---- Material supplied

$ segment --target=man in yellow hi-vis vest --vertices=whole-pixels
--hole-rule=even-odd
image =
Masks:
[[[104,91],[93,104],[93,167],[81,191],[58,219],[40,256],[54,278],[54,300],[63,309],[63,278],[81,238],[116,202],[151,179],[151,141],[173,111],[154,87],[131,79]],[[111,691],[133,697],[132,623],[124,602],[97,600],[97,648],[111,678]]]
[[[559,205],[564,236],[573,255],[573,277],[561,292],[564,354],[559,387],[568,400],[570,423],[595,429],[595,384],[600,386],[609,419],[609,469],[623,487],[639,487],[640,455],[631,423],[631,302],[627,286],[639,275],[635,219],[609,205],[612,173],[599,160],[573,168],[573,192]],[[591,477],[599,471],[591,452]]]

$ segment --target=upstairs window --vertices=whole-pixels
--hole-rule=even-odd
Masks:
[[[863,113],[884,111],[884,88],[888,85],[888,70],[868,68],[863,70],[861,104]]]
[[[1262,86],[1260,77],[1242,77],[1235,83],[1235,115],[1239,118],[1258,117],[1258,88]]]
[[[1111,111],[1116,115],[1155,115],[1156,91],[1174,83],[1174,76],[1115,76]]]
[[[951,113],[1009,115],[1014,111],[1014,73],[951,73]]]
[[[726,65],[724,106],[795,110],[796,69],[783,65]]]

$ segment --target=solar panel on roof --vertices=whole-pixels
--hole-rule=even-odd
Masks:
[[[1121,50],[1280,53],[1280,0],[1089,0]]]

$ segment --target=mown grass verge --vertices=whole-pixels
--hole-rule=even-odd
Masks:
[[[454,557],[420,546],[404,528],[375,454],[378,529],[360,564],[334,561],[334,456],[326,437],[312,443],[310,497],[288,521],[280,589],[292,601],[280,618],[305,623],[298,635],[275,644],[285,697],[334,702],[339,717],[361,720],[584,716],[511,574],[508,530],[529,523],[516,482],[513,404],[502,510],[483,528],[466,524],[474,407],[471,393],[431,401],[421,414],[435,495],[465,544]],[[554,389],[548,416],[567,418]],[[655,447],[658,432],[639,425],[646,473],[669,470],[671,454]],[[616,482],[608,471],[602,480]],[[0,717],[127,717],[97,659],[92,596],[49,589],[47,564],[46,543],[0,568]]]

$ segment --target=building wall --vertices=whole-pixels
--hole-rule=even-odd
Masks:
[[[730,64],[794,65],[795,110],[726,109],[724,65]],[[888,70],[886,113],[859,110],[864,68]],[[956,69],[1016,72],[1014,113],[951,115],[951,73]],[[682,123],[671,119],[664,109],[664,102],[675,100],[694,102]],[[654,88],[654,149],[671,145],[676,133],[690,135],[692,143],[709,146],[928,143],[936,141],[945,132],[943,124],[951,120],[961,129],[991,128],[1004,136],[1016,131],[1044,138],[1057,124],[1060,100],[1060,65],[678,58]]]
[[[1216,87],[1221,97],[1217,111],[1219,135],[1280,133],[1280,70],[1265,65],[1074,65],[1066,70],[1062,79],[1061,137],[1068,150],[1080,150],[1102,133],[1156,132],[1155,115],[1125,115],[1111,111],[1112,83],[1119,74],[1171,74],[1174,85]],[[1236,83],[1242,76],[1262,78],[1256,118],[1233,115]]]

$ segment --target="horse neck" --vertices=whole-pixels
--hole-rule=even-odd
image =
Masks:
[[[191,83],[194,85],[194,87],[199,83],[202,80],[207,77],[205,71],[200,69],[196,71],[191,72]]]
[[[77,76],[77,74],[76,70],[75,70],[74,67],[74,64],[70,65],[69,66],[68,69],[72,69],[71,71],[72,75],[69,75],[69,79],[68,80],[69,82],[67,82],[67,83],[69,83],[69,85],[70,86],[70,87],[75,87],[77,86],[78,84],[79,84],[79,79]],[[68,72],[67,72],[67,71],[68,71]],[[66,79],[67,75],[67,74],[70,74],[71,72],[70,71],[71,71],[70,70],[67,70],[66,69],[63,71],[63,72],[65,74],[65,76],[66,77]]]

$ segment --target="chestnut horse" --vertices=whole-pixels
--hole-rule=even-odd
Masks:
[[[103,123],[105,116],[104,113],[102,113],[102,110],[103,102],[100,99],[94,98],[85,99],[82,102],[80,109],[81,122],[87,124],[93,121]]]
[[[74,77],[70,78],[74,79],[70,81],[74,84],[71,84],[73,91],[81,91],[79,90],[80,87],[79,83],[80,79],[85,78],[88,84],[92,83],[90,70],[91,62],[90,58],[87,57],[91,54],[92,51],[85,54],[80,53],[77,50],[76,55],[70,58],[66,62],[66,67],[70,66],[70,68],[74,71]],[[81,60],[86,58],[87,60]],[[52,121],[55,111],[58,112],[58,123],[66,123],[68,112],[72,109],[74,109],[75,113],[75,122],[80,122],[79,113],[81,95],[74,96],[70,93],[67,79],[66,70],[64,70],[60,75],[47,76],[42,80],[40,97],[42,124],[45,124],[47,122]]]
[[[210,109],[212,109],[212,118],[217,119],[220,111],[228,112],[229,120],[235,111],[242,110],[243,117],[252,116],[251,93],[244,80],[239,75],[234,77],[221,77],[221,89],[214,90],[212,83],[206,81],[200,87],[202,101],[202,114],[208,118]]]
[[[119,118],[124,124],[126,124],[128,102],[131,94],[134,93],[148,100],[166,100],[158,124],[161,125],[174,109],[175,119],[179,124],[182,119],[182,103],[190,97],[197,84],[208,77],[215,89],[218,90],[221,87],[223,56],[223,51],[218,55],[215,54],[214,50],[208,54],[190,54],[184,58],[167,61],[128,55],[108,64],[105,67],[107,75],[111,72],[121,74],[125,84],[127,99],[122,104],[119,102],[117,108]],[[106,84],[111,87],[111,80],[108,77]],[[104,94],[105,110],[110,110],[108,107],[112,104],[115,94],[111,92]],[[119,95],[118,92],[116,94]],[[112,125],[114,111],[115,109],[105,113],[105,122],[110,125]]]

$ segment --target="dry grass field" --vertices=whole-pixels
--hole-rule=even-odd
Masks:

--------

▶ Your goal:
Rewrite the stretch from the start of the records through the line containing "[[[1121,50],[1280,53],[1280,0],[1089,0]]]", replacing "upstairs window" with "second-floor window" and leaving everything else unchanged. Return only those lines.

▶ Answer to the problem:
$ segment --target=man in yellow hi-vis vest --vertices=whole-pixels
--hole-rule=even-odd
image =
Masks:
[[[104,91],[93,104],[93,167],[81,191],[58,219],[40,256],[54,278],[54,300],[63,309],[63,278],[81,238],[116,202],[151,179],[151,141],[173,111],[154,87],[131,79]],[[111,691],[133,697],[132,623],[124,602],[97,600],[97,648],[111,678]]]
[[[559,205],[564,236],[573,255],[573,277],[561,292],[564,354],[559,387],[568,400],[570,423],[595,429],[595,384],[600,386],[609,419],[609,469],[623,487],[639,487],[640,455],[631,423],[631,302],[627,286],[639,275],[635,219],[609,205],[612,173],[599,160],[573,168],[573,192]],[[591,477],[599,471],[591,452]]]

$ segment --target=second-floor window --vertices=whole-pixels
--hole-rule=even-odd
Masks:
[[[863,113],[884,111],[884,88],[888,85],[888,70],[868,68],[863,70],[861,104]]]
[[[1262,86],[1260,77],[1242,77],[1235,83],[1235,115],[1239,118],[1258,117],[1258,88]]]
[[[1111,111],[1116,115],[1155,115],[1156,91],[1174,83],[1174,76],[1115,76]]]
[[[951,113],[1009,115],[1014,111],[1014,73],[951,73]]]
[[[726,65],[724,106],[795,110],[796,69],[783,65]]]

$ segment --target=solar panel on roof --vertices=whole-pixels
--hole-rule=even-odd
Masks:
[[[1121,50],[1280,53],[1280,0],[1089,0]]]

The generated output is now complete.